Goal: Please edit everything from the line containing "Labeling rule: each instance of the green" down to the end of the records, replacing "single dot" with "single point" and changing nothing else. Return only those lines.

◇ ◇ ◇ ◇ ◇

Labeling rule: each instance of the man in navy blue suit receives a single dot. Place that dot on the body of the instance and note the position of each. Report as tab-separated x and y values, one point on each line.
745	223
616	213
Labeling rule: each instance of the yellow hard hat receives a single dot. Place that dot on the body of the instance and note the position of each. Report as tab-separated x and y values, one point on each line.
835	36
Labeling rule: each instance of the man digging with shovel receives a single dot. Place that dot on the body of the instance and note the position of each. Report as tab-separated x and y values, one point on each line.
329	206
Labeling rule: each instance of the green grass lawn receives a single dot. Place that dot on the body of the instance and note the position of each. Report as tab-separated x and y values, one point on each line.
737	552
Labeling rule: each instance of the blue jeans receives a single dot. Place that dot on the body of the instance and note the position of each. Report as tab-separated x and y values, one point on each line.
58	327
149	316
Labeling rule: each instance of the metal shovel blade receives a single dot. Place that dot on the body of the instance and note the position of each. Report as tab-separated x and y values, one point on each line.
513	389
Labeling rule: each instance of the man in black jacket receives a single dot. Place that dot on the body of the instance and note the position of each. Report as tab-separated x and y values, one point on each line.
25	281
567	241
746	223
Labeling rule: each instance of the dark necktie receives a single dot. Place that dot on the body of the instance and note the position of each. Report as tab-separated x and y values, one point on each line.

◇ ◇ ◇ ◇ ◇

Task response:
Labeling rule: each instance of the green grass lawn receives a single point. Place that dot on the body of the instance and note the position of each. Report as tab-separated x and y values, one point on each line.
737	552
Labeling rule: each instance of the blue jeans receives a single point. Place that dot on the body of the instance and note the position of each. Report as tab-separated x and y values, one point on each line.
58	327
149	316
Labeling rule: each instance of the metal shovel blade receives a single point. Place that dot on the body of the instance and note the position of each. Report as tab-separated x and y values, one point on each line.
513	389
Labeling rule: each instance of the man in black jacket receives a single point. Place that dot on the body of the instance and note the position of each. Report as tab-separated x and y values, one point on each line.
25	281
567	241
746	223
Labeling rule: each instance of the dark necktie receives a single point. Place that dot on the body of the instance and note the position of each. Report as tab-separated x and y values, one point on each line.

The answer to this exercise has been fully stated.